Dataset excerpts:
____
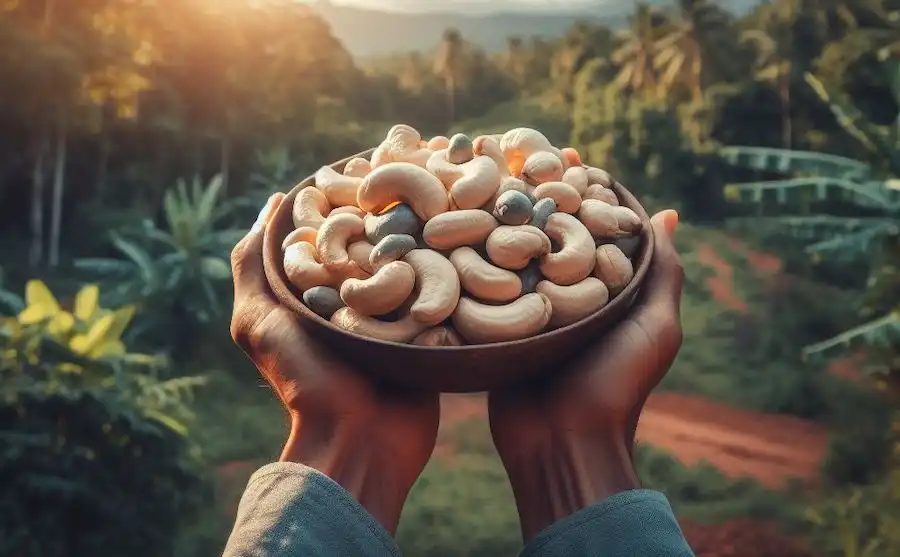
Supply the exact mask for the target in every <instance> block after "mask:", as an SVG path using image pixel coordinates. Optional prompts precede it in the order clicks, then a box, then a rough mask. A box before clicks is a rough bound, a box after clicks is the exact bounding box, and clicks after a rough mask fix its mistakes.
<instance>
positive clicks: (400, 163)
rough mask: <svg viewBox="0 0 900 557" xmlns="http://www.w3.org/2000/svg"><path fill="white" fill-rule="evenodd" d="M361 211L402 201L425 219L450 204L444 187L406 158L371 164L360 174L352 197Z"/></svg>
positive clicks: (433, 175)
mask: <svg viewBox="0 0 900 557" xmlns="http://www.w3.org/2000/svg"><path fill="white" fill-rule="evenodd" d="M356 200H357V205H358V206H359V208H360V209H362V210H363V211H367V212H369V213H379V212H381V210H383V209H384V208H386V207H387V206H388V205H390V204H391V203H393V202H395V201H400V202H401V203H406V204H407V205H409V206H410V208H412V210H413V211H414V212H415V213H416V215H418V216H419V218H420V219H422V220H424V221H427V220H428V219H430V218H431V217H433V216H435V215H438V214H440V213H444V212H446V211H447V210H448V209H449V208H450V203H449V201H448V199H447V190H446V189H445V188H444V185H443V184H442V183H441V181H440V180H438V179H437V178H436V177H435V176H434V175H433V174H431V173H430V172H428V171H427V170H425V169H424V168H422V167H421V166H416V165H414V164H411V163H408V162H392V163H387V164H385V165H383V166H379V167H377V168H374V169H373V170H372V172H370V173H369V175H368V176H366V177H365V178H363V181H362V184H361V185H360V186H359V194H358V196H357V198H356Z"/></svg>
____
» **Problem**
Repeat the records word for word. Any picture in them should be left out.

» **Response**
Supply the exact mask for the target in every <instance> block after "mask:", as an SVG path using image pixel coordinates. Optional prompts precede it in the order clicks, then a box, then a rough mask. A box before clicks is a rough bound, a box after clicks is the exact bounding box, and clicks after a rough mask fix its mistakes.
<instance>
positive clicks: (400, 163)
rough mask: <svg viewBox="0 0 900 557" xmlns="http://www.w3.org/2000/svg"><path fill="white" fill-rule="evenodd" d="M361 211L402 201L425 219L450 204L444 187L406 158L371 164L360 174L352 197Z"/></svg>
positive clicks: (433, 175)
mask: <svg viewBox="0 0 900 557" xmlns="http://www.w3.org/2000/svg"><path fill="white" fill-rule="evenodd" d="M356 200H357V205H358V206H359V208H360V209H362V210H363V211H367V212H369V213H379V212H381V210H383V209H384V208H386V207H387V206H388V205H390V204H391V203H393V202H395V201H400V202H401V203H406V204H407V205H409V206H410V208H412V210H413V211H414V212H415V213H416V215H418V216H419V218H420V219H422V220H424V221H427V220H428V219H430V218H431V217H433V216H435V215H438V214H440V213H444V212H446V211H447V210H448V209H449V208H450V203H449V201H448V199H447V190H446V189H445V188H444V185H443V184H442V183H441V181H440V180H438V179H437V178H436V177H435V176H434V175H433V174H431V173H430V172H428V171H427V170H425V169H424V168H422V167H421V166H416V165H414V164H411V163H408V162H392V163H387V164H385V165H383V166H379V167H377V168H374V169H373V170H372V172H370V173H369V175H368V176H366V177H365V178H363V181H362V184H361V185H360V186H359V194H358V196H357V198H356Z"/></svg>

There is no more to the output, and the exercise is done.